GIVEN INSTRUCTION >> Gather each line in the rows below that contains the string "black".

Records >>

▬▬▬▬▬▬▬▬▬▬

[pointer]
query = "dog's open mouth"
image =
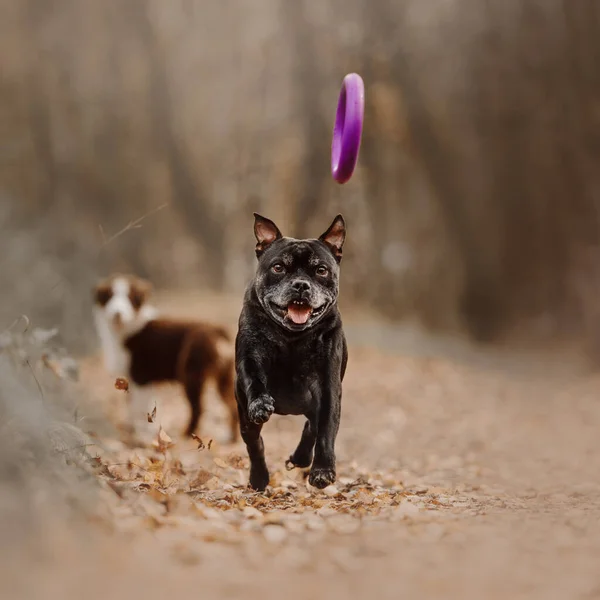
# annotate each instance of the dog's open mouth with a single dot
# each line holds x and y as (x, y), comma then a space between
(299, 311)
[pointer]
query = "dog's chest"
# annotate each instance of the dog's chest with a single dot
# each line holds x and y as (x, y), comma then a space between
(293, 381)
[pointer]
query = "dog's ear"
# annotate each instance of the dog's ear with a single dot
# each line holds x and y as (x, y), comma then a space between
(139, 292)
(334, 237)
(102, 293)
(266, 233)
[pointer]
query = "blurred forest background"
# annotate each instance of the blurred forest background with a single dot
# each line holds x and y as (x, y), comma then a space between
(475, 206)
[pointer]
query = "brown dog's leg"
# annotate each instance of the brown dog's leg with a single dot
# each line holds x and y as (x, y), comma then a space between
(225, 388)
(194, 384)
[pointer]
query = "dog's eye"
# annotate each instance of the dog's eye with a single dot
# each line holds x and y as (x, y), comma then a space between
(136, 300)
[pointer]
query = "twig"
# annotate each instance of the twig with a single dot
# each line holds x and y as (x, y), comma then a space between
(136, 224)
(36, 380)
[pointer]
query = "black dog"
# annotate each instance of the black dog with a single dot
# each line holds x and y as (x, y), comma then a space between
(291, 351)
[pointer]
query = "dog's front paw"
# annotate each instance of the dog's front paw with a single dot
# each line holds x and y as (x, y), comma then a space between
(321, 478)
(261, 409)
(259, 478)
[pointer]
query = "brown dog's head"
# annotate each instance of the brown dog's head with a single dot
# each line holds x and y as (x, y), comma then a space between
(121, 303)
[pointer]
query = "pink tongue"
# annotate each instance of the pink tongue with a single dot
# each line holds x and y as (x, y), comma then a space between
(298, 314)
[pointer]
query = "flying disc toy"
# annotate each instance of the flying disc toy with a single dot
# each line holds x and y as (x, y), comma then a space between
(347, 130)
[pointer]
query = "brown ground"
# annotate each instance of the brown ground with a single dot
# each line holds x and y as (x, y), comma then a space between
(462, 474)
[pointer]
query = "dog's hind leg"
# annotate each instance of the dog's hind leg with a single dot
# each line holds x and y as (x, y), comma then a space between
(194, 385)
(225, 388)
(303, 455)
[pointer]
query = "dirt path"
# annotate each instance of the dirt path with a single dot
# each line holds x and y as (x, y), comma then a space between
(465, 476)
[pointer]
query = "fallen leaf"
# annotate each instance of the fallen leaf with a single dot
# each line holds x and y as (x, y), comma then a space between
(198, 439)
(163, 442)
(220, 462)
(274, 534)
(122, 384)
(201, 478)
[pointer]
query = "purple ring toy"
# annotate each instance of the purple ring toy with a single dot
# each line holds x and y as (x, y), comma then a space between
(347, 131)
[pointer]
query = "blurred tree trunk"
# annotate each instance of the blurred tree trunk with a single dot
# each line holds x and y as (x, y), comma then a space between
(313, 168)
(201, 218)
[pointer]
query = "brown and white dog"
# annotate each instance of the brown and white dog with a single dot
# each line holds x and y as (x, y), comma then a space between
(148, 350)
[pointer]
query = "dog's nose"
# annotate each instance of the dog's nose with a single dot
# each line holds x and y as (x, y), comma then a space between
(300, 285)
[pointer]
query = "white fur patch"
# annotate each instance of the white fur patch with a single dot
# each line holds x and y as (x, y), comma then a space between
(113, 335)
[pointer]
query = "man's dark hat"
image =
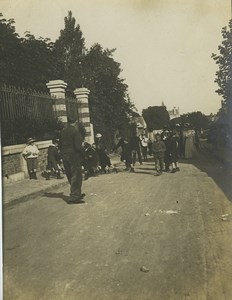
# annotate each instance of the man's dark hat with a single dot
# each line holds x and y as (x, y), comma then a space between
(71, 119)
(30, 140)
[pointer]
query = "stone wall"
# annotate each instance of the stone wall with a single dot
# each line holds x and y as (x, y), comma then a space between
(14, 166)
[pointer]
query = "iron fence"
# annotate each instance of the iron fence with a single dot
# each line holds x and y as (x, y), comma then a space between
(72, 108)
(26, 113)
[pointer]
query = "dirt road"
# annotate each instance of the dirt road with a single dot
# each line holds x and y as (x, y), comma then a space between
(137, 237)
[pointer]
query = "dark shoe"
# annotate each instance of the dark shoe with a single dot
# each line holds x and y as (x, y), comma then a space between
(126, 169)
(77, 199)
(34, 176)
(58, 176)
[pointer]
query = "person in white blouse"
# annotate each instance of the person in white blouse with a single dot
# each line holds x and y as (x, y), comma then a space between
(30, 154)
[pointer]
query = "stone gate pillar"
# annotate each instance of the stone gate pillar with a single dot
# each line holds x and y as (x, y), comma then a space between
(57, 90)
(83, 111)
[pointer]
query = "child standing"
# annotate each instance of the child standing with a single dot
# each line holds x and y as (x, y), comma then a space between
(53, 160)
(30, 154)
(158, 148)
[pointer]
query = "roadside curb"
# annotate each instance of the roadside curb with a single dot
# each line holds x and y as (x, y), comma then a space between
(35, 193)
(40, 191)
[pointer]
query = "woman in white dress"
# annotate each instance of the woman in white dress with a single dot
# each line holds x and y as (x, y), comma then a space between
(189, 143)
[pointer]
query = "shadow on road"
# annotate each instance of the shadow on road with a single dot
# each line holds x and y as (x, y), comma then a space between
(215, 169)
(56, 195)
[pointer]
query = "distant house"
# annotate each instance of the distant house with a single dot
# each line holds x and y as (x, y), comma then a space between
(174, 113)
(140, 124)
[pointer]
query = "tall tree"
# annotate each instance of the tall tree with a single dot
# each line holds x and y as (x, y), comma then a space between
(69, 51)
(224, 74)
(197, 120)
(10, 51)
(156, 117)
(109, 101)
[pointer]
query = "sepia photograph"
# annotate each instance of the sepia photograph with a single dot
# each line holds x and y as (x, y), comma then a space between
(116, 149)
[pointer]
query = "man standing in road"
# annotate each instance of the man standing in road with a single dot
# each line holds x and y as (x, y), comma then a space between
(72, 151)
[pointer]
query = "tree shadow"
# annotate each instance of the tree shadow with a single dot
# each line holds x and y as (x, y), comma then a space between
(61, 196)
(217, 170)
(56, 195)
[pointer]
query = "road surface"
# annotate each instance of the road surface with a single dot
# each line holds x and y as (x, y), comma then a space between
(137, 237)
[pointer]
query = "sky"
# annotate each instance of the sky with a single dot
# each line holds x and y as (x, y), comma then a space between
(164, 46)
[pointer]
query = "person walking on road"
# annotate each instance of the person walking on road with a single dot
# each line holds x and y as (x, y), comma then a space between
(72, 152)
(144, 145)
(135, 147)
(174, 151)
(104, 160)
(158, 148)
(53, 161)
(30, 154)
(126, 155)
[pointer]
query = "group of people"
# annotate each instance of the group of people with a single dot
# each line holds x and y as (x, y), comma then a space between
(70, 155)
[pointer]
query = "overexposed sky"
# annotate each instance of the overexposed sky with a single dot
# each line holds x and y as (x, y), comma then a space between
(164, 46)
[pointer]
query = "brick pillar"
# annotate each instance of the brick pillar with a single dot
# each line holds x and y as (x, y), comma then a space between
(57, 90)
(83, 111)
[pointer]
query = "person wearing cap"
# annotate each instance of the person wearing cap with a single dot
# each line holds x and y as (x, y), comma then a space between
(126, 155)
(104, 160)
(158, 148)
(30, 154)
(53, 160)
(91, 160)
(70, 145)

▬▬▬▬▬▬▬▬▬▬

THE RESULT >>
query = "black dog"
# annotate each instance of the black dog with a single dot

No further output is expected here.